_Required action:_
Copy out only the span from the line with "33L404 25L391 31L385" to the end of the data, both ends kept, word for word.

_Input data:_
━━━━━━━━━━━━━━━━━━━━
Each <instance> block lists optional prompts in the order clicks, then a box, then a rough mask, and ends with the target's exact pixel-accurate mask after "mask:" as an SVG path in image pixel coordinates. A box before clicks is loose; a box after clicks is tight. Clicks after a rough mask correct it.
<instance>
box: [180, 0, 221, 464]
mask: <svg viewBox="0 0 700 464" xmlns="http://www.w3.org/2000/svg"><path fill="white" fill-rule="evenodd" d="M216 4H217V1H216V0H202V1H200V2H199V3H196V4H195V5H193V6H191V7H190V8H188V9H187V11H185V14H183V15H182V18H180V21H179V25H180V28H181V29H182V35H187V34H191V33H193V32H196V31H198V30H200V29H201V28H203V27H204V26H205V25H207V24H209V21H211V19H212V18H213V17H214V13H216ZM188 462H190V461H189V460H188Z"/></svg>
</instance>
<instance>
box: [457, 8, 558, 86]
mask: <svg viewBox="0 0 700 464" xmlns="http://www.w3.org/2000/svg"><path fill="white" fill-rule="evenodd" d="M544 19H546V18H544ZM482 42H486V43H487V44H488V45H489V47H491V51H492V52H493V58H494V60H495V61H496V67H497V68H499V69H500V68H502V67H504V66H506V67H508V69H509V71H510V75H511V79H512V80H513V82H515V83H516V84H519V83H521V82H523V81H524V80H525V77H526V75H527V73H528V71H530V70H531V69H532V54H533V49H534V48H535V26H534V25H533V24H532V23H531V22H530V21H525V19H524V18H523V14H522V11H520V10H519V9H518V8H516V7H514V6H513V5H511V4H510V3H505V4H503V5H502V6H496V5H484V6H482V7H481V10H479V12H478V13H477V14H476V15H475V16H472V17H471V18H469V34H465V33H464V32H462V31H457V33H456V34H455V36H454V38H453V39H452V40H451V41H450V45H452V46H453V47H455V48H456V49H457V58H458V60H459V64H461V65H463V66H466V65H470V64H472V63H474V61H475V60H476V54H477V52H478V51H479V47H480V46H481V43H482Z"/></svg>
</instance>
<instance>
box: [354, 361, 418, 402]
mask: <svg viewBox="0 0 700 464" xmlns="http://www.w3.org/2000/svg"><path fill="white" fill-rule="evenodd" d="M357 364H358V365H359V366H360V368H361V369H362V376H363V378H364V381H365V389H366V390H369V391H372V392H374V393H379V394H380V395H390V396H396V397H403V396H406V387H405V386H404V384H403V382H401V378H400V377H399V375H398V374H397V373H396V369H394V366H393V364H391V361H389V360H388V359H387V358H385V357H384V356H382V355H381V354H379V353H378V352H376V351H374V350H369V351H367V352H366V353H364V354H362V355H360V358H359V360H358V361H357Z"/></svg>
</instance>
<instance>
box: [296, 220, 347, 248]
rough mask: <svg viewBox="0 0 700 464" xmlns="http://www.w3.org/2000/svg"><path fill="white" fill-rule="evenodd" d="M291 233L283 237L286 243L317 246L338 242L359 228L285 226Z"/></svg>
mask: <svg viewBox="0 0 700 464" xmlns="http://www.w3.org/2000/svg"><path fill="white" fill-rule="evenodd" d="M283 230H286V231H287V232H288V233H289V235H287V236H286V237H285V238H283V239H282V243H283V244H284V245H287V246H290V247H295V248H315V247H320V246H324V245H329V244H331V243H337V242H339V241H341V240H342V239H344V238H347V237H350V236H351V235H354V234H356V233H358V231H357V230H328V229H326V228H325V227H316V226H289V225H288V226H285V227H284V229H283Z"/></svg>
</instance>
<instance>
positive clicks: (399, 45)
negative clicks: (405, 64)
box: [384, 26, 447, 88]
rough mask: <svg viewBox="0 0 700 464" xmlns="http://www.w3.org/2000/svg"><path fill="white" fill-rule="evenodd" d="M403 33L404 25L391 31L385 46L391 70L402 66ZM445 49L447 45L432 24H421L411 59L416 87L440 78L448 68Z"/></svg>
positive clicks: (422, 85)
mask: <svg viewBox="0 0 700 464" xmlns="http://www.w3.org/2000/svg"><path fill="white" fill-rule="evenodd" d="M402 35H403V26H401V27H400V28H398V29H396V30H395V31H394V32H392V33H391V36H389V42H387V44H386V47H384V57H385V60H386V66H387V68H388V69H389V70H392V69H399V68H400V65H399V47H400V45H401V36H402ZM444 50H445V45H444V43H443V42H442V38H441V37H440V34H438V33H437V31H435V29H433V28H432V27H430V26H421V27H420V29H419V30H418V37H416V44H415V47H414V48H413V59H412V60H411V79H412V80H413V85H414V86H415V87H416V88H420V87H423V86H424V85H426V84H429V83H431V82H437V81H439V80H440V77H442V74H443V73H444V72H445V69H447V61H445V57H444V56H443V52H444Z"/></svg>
━━━━━━━━━━━━━━━━━━━━
_Exercise result:_
rough mask: <svg viewBox="0 0 700 464" xmlns="http://www.w3.org/2000/svg"><path fill="white" fill-rule="evenodd" d="M403 33L404 25L391 31L385 46L391 70L402 66ZM445 49L447 45L432 24H421L411 59L416 87L440 78L448 68Z"/></svg>
positive clicks: (422, 85)
mask: <svg viewBox="0 0 700 464" xmlns="http://www.w3.org/2000/svg"><path fill="white" fill-rule="evenodd" d="M402 35H403V26H401V27H400V28H398V29H396V30H395V31H394V32H392V33H391V36H389V42H387V44H386V47H384V57H385V60H386V66H387V68H388V69H389V70H392V69H399V68H400V65H399V47H400V45H401V36H402ZM444 50H445V45H444V43H443V42H442V38H441V37H440V34H438V33H437V31H435V29H433V28H432V27H430V26H421V27H420V29H419V30H418V37H416V44H415V47H414V48H413V59H412V60H411V79H412V80H413V85H414V86H415V87H416V88H420V87H423V86H424V85H426V84H429V83H431V82H437V81H439V80H440V77H442V74H443V73H444V72H445V69H447V61H445V57H444V56H443V52H444Z"/></svg>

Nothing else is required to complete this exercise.